* 記事 *
=-=-=

まどマギは藤原基央も羽海野チカ先生も好きな作品で、ベースのチャマ(直井由文)は藤原から勧められ、まどマギにハマり、そこからシャフト作品にハマっています。
またシャフトは「アンサー」で初のMV監修もしております。
エンディング曲になった「ファイター」
BUMP OF CHICKEN×羽海野チカの第一作目となった「ファイター」は、既発曲でしたが、羽海野チカ先生が「これほど3月のライオンにぴったりな曲はない」という理由で、アニメ化の話が来た時に「ファイターを主題歌にしたい」と原作者が直々に製作委員会に頼みこみました。
BUMP OF CHICKEN「アンサー」の歌詞の意味
スピッツへのオマージュ?
魔法の言葉
「アンサー」の歌い出しは《魔法の言葉 覚えてる》というフレーズから始まります。
羽海野チカ先生の代表作に「ハチミツとクローバー」があり、その実写映画の主題歌はスピッツの「魔法のコトバ」でした。
偶然にも重なっていますが、これに対し藤原は笑いながら言葉を濁していました。個人的には敢えてオマージュとしてやったのだと考えています。
ちなみに藤原基央とスピッツの草野マサムネ氏は「ROCK IN JAPAN FES 2008」で初対面をし、雑誌「ロッキングオンジャパン増刊号」の表紙を飾っています。
「アンサー」と「新世界」との共通点
「アンサー」の《あの時世界の全てに 一瞬で色が付いた》は「新世界」でいう所の《君と会った時 僕の今日までが意味を貰ったよ》とほぼ同じ意味だと思われます。
どちらも、無くしたくない大切なものとの出会いが世界を輝かせることを歌っています。
見えないけど確かにあるもの
雲の向こうの銀河のように どっかで無くした切符のように
生まれる前の歴史のように 君が持っているから「アンサー」/BUMP OF CHICKEN
1番のサビのフレーズは、バンプがずっと歌い続けているテーマでもある“見えないけど確かに存在するもの”を表しています。同時にそれが生きる理由であることを歌っています。
雲の向こうの銀河
たとえ空が雲で隠れていても、その先には銀河が確かにあること。同時に私たちは銀河の中にいるので、遠回しに“自分の中に答えがある”ことを表していると思われます。
無くした切符
無くしたということは、それまで確かに持っていたということ。さらに「切符」なので、“どこか行きたい場所があった”ことがわかる言葉ですね。
生まれる前の歴史
生まれる前の歴史は、実際に体験したわけじゃないけど確かに存在していて、その歴史を繋いだ結果、自分が生まれてきた。親がいなければ、自分が生まれることはありません。
その親にもさらに親がいたから存在しているわけで、誰か1人でも死んだりしたら自分が生まれることはありません。そんな奇跡のような歴史を繋いだ結果、自分という存在は誕生したのです。それくらい自分の存在は奇跡的で尊いものであると言っているような気もします。

=-=-=

* 解くべき問題 *
• 1. 記事によると、既発曲だった「ファイター」が主題歌になったのはなぜですか。1〜3文で説明してください。
• 2. 記事によると、藤原基央とスピッツの草野マサムネ氏が初めて会ったのはどのイベントですか。
データ欄の行は、ここでは一切使いません。

* データ欄 *
=-=-=

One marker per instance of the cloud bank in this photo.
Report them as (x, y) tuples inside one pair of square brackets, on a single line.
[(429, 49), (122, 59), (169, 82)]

=-=-=

* 問題の解答 *
• 1. 羽海野チカ先生が「これほど3月のライオンにぴったりな曲はない」と考えたからです。そのため、アニメ化の話が来た時に、原作者である羽海野先生が直々に製作委員会に「ファイターを主題歌にしたい」と頼みこみました。

• 2. 「ROCK IN JAPAN FES 2008」です。